=== RAW DATA ===
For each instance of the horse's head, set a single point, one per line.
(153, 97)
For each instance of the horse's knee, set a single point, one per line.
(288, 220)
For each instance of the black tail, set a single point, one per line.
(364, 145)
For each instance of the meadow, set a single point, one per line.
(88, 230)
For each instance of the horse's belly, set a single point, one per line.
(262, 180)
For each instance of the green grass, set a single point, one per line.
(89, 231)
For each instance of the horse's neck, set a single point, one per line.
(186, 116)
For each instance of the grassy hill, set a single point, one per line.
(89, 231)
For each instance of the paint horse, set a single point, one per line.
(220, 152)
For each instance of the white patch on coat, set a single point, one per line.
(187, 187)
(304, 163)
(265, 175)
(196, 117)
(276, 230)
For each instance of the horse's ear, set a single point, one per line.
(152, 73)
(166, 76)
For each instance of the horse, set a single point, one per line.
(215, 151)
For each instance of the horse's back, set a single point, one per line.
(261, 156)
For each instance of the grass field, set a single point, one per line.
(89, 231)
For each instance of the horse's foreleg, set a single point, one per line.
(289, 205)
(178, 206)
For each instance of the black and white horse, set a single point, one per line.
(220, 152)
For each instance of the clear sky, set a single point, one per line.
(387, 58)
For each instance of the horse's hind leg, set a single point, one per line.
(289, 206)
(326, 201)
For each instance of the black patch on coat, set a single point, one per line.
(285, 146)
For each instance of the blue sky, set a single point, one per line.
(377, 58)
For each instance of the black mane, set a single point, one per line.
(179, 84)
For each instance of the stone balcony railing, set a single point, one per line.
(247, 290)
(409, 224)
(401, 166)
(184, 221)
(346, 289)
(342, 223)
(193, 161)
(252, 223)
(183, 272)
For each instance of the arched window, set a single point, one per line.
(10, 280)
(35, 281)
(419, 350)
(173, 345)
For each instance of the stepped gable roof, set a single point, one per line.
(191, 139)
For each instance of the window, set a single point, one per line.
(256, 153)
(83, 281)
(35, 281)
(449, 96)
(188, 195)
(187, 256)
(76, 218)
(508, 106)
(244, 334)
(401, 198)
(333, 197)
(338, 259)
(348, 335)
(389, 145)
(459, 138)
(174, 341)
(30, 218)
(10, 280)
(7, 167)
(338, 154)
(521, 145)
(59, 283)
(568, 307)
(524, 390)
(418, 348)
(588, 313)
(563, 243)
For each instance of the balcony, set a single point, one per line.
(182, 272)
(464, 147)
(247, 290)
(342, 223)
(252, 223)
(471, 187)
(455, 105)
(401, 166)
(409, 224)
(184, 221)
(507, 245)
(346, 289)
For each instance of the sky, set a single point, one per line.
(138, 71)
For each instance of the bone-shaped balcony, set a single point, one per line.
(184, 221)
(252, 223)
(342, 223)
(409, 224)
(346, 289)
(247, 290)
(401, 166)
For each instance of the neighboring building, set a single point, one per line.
===
WHAT THE EXERCISE ASKS.
Set down all of the records shown above once more, exactly.

SOLUTION BELOW.
For each instance of the horse's head, set a single point, one per line.
(153, 97)
For each instance of the horse's knee, set a single point, one per line.
(288, 220)
For each instance of the black tail, set a single point, one per line.
(364, 145)
For each instance of the meadow, set a single point, one per line.
(88, 230)
For each instance of the horse's belly, set a single point, one per line.
(262, 180)
For each instance of the green grass, set a single point, one per line.
(89, 231)
For each instance of the horse's neck, set a single point, one per line.
(186, 116)
For each instance of the grassy hill, set a single point, one per line.
(89, 231)
For each instance of the paint horse, set a single point, one per line.
(220, 152)
For each instance of the white patch on coat, set a single point, one per line.
(187, 187)
(304, 163)
(265, 175)
(196, 117)
(276, 230)
For each instance of the horse's ear, set a single point, one per line.
(152, 73)
(166, 76)
For each instance of the horse, set a single point, one per line.
(215, 151)
For each instance of the horse's back, set a single point, one per line.
(261, 156)
For each instance of the grass field, set a single point, one per line.
(89, 231)
For each instance of the horse's foreleg, set a single point, one per line.
(289, 205)
(178, 206)
For each instance of the black and white horse, set a single point, one per line.
(220, 152)
For each instance of the clear sky, set a single point, one per line.
(387, 58)
For each instance of the horse's hind leg, set a single point, one per line.
(289, 206)
(326, 201)
For each instance of the black patch on coat, set a single point, one per line.
(285, 146)
For each instance of the blue sky, set a single point, one per line.
(377, 58)
For each instance of the black mane, set a single point, one per line.
(179, 84)
For each instance of the stone balcony railing, set a single point, one per line.
(247, 290)
(409, 224)
(401, 166)
(184, 221)
(346, 289)
(342, 223)
(193, 161)
(252, 223)
(183, 272)
For each instance of the arched window, set a single point, one per line.
(10, 280)
(35, 281)
(419, 350)
(173, 345)
For each instance of the stepped gable roof, set a single point, one per line.
(191, 139)
For each instance of the window, set a single point, one per line.
(256, 153)
(83, 281)
(35, 281)
(449, 96)
(188, 195)
(187, 256)
(76, 218)
(508, 106)
(244, 334)
(401, 198)
(333, 197)
(338, 259)
(348, 335)
(389, 145)
(459, 138)
(174, 341)
(30, 218)
(10, 280)
(7, 167)
(338, 154)
(521, 145)
(59, 283)
(568, 307)
(524, 390)
(418, 348)
(588, 313)
(563, 243)
For each instance of the balcony, set a single point, one per line.
(182, 272)
(464, 147)
(247, 290)
(342, 223)
(252, 223)
(471, 187)
(455, 105)
(401, 166)
(409, 224)
(184, 221)
(507, 245)
(346, 289)
For each instance of the sky, set a single point, one per line.
(138, 71)
For each instance of the bone-shaped balcony, set a single point, one per line.
(184, 221)
(252, 223)
(342, 223)
(409, 224)
(346, 289)
(247, 290)
(401, 166)
For each instance of the neighboring building, set a single point, one per line.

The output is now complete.